Actions to take:
1. In the multiple sclerosis imaging abstract, how many MS cases does the MSLesSeg dataset include lesion metadata for?
2. Write the next part of the multiple sclerosis imaging abstract, continuing after the last sentence of its Design/Methods section.

Page extract:
******************************
Benchmarking Large Language Models for Neurological Imaging Interpretation Using a Multiple Sclerosis Lesion Segmentation Dataset
Isheeta Gupta1, Vishrut Thaker2
1Washington University in St. Louis, 2Emory University
Objective:

To comprehensively benchmark the ability of general-purpose LLMs to interpret structured MRI lesion data from a standardized multiple sclerosis (MS) lesion segmentation dataset (MSLesSeg), including lesion description and clinical interpretation.

Background:

While some models (e.g., GPT-4) have exhibited impressive performance on clinical reasoning tasks, the ability of LLMs to interpret complex lesion data derived from neuroimaging has not yet been comprehensively investigated. MSLesSeg is a standardized expert-annotated MS lesion segmentation dataset that includes lesion metadata for 75 cases of MS that could serve as an ideal basis to benchmark how current LLMs handle structured neurological imaging information.

Design/Methods:

Three widely used general-purpose LLMs like GPT, Claude, and Gemini, will be evaluated using standardized text prompts generated from MSLesSeg. Each case will include structured lesion data (volume, count, anatomical distribution across periventricular, juxtacortical, infratentorial, and spinal regions). Models will be tasked with: (1) classifying lesion patterns as typical or atypical for MS, (2) generating structured radiology-style lesion descriptions. Evaluation will include accuracy and F1 scores for classification tasks, and hallucination/error rate analysis. Intra-model consistency across repeated prompts will also be examined.
******************************
Material provided:

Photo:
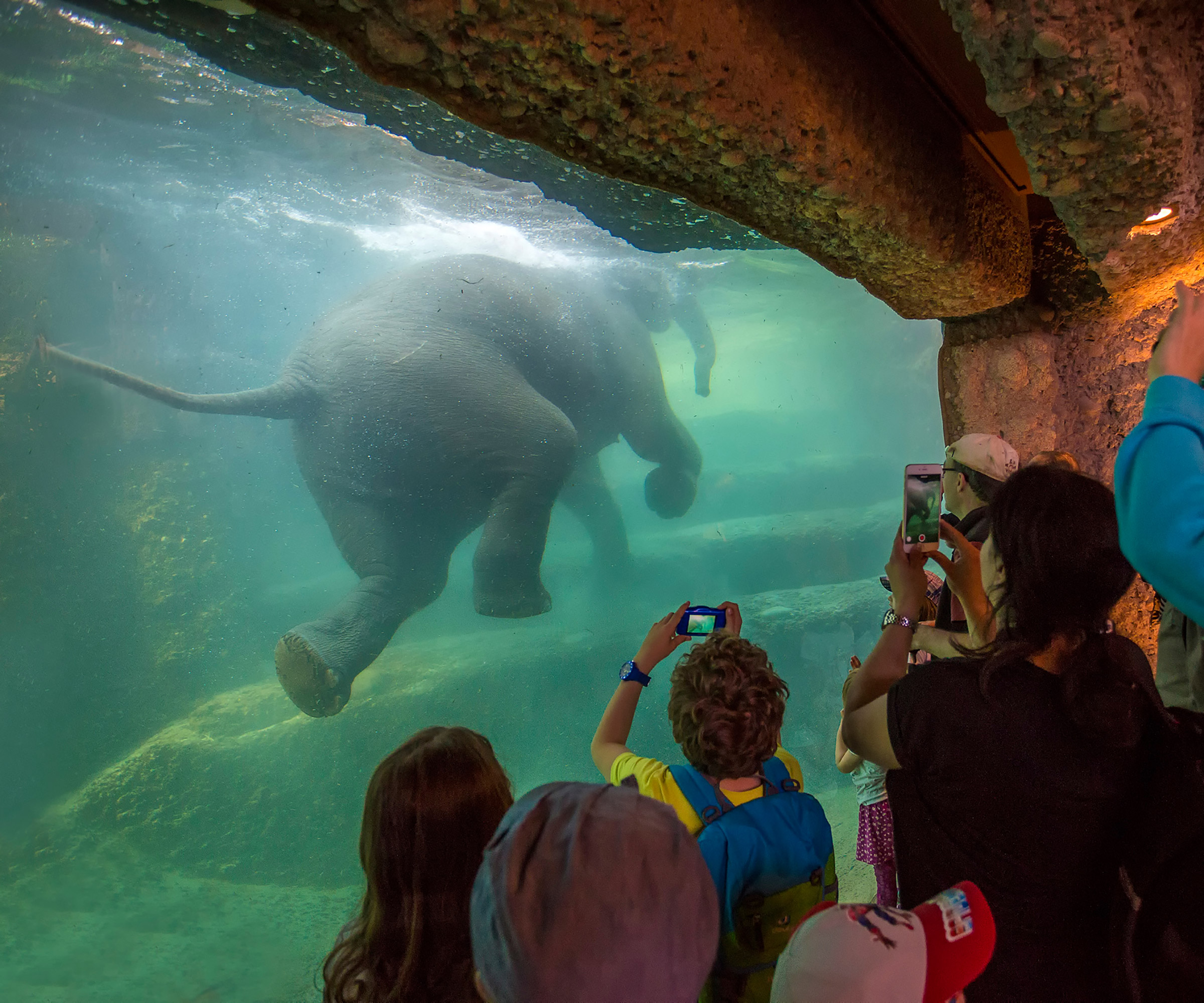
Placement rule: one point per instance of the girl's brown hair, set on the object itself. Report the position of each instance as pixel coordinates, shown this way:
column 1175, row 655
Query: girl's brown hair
column 430, row 809
column 726, row 705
******************************
Exercise results:
1. 75 cases.

2.
Results:

We anticipate differences in performance across models, with stronger accuracy for typical MS lesion patterns compared to atypical or complex cases. Hallucination rates are expected to be nontrivial, particularly for infratentorial lesions. The analysis will provide comparative benchmarking data on model reliability, consistency, and interpretability. The analysis is ongoing, and results will be presented at the Annual Meeting. 

Conclusions:
This study will establish one of the first benchmarks for evaluating general-purpose LLMs in the context of structured neurological imaging data. By leveraging a publicly available, expert-annotated MS lesion segmentation dataset, this work aims to provide actionable insights into the capabilities and limitations of current LLMs in clinical neuroimaging interpretation.
10.1212/WNL.0000000000217170
Disclaimer: Abstracts were not reviewed by Neurology® and do not reflect the views of Neurology® editors or staff.